Set down the line that contains "chin? Mark that spot." and every line after it to the end of the entries, exactly as they stand and nothing more.

[Dataset entries]
━━━━━━━━━━━━━━━━
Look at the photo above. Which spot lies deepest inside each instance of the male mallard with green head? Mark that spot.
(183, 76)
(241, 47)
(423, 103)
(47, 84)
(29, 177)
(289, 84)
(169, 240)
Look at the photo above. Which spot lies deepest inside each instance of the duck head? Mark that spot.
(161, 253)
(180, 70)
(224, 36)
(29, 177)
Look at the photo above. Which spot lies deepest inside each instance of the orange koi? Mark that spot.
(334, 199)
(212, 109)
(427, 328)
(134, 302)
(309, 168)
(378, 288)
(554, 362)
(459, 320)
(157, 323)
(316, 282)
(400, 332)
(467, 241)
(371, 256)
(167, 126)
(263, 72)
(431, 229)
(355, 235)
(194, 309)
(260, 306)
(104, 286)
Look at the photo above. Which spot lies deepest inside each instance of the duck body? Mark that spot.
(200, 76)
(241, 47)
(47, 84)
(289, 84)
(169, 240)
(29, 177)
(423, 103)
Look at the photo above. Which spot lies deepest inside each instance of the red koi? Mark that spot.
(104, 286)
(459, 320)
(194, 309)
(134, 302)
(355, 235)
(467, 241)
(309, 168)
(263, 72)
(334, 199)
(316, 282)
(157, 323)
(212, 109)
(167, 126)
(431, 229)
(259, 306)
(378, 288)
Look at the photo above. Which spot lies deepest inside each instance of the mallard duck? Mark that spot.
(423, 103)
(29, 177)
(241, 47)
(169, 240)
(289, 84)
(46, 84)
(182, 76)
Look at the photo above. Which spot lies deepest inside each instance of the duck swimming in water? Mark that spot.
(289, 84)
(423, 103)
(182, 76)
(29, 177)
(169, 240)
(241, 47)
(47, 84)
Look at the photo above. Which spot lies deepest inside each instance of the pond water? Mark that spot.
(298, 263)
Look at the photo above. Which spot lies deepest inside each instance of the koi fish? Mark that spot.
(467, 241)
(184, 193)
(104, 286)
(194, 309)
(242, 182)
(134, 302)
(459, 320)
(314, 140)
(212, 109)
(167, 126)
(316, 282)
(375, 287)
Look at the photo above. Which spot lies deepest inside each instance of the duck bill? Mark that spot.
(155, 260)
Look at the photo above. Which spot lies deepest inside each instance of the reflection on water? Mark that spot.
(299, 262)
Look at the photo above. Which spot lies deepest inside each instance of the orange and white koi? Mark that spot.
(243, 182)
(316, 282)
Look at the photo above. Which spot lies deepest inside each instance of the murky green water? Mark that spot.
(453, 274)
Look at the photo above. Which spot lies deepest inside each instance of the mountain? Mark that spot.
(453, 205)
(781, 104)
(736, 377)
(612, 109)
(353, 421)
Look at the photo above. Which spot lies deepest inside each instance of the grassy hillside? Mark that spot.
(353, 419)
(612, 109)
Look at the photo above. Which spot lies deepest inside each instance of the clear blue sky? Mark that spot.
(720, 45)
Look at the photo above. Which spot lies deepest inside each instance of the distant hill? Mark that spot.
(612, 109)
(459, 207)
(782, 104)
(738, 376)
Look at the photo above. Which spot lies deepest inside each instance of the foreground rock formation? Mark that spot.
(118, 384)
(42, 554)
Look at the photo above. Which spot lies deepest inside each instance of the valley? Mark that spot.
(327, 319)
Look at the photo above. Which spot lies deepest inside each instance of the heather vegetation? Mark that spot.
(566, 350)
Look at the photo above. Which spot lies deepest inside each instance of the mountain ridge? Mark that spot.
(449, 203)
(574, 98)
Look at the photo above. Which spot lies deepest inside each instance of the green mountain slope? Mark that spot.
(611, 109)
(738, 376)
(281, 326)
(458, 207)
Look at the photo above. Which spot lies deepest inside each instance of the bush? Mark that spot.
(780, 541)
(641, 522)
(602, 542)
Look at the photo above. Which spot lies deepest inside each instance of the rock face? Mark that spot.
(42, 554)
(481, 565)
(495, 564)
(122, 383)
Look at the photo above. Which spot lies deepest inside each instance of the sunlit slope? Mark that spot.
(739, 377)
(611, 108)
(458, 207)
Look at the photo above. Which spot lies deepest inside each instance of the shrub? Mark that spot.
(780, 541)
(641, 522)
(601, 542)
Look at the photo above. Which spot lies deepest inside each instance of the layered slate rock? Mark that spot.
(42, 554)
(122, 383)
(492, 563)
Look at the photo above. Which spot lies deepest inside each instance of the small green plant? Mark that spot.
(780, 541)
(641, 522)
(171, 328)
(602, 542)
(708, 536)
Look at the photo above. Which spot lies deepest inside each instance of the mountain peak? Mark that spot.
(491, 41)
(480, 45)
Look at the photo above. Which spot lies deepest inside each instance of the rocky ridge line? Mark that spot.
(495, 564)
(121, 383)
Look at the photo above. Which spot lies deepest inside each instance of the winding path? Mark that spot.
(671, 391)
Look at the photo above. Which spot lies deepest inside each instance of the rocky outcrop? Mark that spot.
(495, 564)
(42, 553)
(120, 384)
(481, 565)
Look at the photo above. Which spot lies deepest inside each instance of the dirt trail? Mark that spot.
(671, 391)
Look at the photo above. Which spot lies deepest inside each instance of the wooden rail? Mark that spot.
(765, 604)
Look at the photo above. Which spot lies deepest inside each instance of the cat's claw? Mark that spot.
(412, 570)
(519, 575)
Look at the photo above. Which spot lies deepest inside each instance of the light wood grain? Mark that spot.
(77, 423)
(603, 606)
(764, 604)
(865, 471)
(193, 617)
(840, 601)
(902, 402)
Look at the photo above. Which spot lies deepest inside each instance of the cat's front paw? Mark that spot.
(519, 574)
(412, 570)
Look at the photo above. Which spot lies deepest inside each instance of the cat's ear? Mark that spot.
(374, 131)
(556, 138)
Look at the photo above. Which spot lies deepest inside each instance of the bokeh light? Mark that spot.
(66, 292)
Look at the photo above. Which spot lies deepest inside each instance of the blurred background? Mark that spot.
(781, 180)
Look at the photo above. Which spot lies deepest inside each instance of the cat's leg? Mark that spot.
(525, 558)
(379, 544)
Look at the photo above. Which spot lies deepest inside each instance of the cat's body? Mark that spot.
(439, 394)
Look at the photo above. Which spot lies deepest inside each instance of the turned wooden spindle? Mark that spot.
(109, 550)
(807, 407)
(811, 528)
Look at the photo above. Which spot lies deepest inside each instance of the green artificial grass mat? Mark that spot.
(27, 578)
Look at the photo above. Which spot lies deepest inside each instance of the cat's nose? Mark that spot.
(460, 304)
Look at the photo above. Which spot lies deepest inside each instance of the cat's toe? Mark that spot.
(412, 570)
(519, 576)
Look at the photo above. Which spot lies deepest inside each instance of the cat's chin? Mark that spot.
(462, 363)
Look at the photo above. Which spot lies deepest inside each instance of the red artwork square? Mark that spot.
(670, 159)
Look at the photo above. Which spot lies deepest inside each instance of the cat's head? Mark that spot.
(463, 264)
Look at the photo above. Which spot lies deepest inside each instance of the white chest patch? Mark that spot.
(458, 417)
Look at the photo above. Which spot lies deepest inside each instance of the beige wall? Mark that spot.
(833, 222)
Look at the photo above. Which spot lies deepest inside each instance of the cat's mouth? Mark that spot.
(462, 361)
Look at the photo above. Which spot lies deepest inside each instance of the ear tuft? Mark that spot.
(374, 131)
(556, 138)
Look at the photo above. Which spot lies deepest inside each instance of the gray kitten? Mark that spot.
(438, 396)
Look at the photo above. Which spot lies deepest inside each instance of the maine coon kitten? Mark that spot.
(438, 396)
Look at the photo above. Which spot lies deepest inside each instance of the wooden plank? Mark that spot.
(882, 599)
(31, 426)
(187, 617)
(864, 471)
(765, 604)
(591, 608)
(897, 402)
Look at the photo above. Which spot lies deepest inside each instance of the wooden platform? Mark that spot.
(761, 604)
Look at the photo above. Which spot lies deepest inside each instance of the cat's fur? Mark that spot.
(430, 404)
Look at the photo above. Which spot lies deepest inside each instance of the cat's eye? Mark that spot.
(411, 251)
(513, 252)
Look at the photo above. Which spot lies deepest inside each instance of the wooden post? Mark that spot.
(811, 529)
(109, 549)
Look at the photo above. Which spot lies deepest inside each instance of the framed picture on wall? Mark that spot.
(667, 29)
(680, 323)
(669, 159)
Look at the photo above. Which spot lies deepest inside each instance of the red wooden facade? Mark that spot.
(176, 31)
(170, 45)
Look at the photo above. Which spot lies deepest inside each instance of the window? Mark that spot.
━━━━━━━━━━━━━━━━
> _Result_:
Look at the photo above. Which spot lies deepest inside each instance of the cat's chin? Mark that spot.
(462, 363)
Look at the photo above. Which spot lies deepest inside each instance of the red artwork square? Mark that spot.
(670, 159)
Look at the photo above. Which spot lies deepest inside each instance of the cat's head? Mark that spot.
(463, 264)
Look at the photo above. Which spot lies deepest inside each instance of the white chest patch? Mark that spot.
(458, 417)
Look at the photo above. Which spot lies deepest inside each instance of the beige wall? Mark that spot.
(833, 222)
Look at the photo above. Which spot lies deepest inside each instance of the cat's mouth? Mark that spot.
(462, 361)
Look at the photo above. Which spot lies deepest inside each instance of the ear tuft? Mark that spot.
(374, 131)
(556, 138)
Look at the photo above. Which spot lies deepest inside each instance of the gray kitten? Mark that spot.
(438, 396)
Look at the photo above. Which spot lies deepest inside each instance of the maine coon kitten? Mark that spot.
(438, 396)
Look at the photo above. Which spot lies deepest inside each instance of the wooden plank? Mark that spot.
(882, 599)
(31, 426)
(187, 617)
(864, 471)
(765, 604)
(591, 608)
(897, 402)
Look at the photo above. Which spot lies deepest inside each instance of the wooden platform? Mark that spot.
(761, 604)
Look at the photo above. Which spot lies deepest inside each instance of the cat's fur? Mark that spot.
(430, 404)
Look at the photo above. Which spot lies deepest inside each instance of the cat's eye? Mark that spot.
(411, 251)
(513, 252)
Look at the photo above. Which spot lies deepest inside each instance of the wooden post? Mark that spot.
(811, 529)
(109, 549)
Look at the photo above. Which spot lies deepest inside each instance of the framed picture on wall? Mark that spot.
(667, 29)
(680, 323)
(669, 159)
Look at the photo above. Which spot lies deepest inside each instance of the red wooden facade? Mark that spot.
(176, 31)
(170, 45)
Look at the photo above. Which spot lies deepest inside each instance of the window? Mark that spot.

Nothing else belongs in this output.